## What you are asked to do
Reproduce every entry exactly as given.

## Data supplied
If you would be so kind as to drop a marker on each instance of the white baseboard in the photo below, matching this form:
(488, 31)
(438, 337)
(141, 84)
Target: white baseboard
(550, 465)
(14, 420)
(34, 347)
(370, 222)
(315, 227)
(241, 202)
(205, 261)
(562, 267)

## Solution to the problem
If you would be so kind as to drop a marker on each instance of the white baseboard in the photo below, matching this form:
(488, 31)
(438, 337)
(141, 84)
Target: white baseboard
(550, 465)
(14, 420)
(34, 347)
(370, 222)
(315, 227)
(241, 202)
(205, 261)
(562, 267)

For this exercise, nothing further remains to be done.